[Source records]
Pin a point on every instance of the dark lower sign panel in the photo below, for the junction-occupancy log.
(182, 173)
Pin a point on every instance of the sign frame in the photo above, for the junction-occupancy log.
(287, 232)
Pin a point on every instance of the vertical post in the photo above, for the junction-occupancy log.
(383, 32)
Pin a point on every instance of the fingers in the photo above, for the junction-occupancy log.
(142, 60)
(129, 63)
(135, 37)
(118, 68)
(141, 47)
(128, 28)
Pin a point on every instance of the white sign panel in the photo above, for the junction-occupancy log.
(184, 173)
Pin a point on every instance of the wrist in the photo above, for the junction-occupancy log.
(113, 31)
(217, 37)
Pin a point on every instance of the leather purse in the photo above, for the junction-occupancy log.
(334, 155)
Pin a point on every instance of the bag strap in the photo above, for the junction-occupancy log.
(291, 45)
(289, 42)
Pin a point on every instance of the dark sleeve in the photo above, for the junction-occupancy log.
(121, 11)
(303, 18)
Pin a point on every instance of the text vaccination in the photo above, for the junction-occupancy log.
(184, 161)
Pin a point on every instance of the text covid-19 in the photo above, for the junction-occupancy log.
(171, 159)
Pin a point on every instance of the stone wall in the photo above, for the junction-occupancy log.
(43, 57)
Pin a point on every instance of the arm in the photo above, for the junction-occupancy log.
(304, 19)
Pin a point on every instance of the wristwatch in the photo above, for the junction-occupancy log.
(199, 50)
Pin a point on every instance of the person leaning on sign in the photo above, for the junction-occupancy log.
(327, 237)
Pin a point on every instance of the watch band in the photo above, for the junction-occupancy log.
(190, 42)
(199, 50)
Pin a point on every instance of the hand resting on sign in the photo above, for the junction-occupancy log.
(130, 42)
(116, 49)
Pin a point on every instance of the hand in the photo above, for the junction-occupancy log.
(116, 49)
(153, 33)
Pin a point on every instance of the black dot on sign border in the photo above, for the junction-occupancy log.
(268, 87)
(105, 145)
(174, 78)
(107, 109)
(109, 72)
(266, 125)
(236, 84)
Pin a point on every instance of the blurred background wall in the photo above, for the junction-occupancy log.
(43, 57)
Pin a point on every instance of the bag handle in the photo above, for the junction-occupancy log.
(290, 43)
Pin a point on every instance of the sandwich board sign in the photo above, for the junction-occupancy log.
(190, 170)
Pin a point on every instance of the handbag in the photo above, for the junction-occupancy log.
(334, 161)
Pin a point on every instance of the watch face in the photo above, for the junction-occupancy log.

• [AIM OF THE EXERCISE]: Transcribe the full listing above without leaving anything out.

• [COMPLETED TASK]:
Pin a point on every instance of the dark lower sign panel in the photo below, for the junction-occupancy log.
(182, 173)
Pin a point on every instance of the sign frame in the photo above, for the junction-occupancy log.
(287, 232)
Pin a point on every instance of the vertical post in the photo above, for the junction-occupancy log.
(383, 32)
Pin a point on every instance of the fingers in the photo above, for the junction-occupancy log.
(142, 60)
(129, 63)
(135, 37)
(118, 68)
(141, 47)
(128, 28)
Pin a point on every instance of the white sign panel in the photo above, for the junction-occupancy log.
(184, 173)
Pin a point on every instance of the wrist in the photo above, for the junction-occupancy log.
(113, 31)
(217, 37)
Pin a point on every instance of the leather purse in the photo above, for the junction-occupancy log.
(334, 155)
Pin a point on every instance of the bag strap in the photo above, for the junction-occupancy log.
(291, 45)
(289, 42)
Pin a point on every instance of the dark sleeve in the photo above, for the junction-occupancy log.
(121, 11)
(303, 18)
Pin a point on every instance of the text vaccination in the photo above, for the junction-occupancy log.
(184, 161)
Pin a point on every instance of the text covid-19 in the photo above, for the junction-occupancy log.
(171, 159)
Pin a point on every instance of the stone wall in the photo above, for the junction-occupancy log.
(43, 57)
Pin a point on every instance of the arm in the photo above, for the junction-occupancy log.
(304, 19)
Pin a point on every instance of the wristwatch in the photo above, for the junction-occupancy log.
(199, 50)
Pin a point on every instance of the person leaning on sign in the photo above, for the junction-occupancy log.
(327, 237)
Pin a point on every instance of the watch band in the photo above, for the junction-occupancy log.
(190, 42)
(199, 50)
Pin a point on every instance of the hand resting on sign in the photo above, for the junction-occupancy log.
(130, 42)
(116, 49)
Pin a point on every instance of the hand in the photo above, for the junction-occupancy log.
(116, 49)
(153, 33)
Pin a point on every instance of the black dot on sign border in the photo above, for the junction-occupancy log.
(268, 87)
(105, 145)
(174, 78)
(107, 109)
(109, 72)
(266, 125)
(236, 84)
Pin a point on every instance of the blurred background wall in the photo above, for the junction-occupancy log.
(43, 57)
Pin a point on every instance of the bag handle in the photo above, for the junction-occupancy log.
(290, 43)
Pin a point on every instance of the sandwich board sign in the photo above, for the junction-occupancy log.
(190, 170)
Pin a point on every instance of the handbag in the photo above, for the junction-occupancy log.
(334, 161)
Pin a point on every instance of the watch face in the photo above, for the junction-occupancy log.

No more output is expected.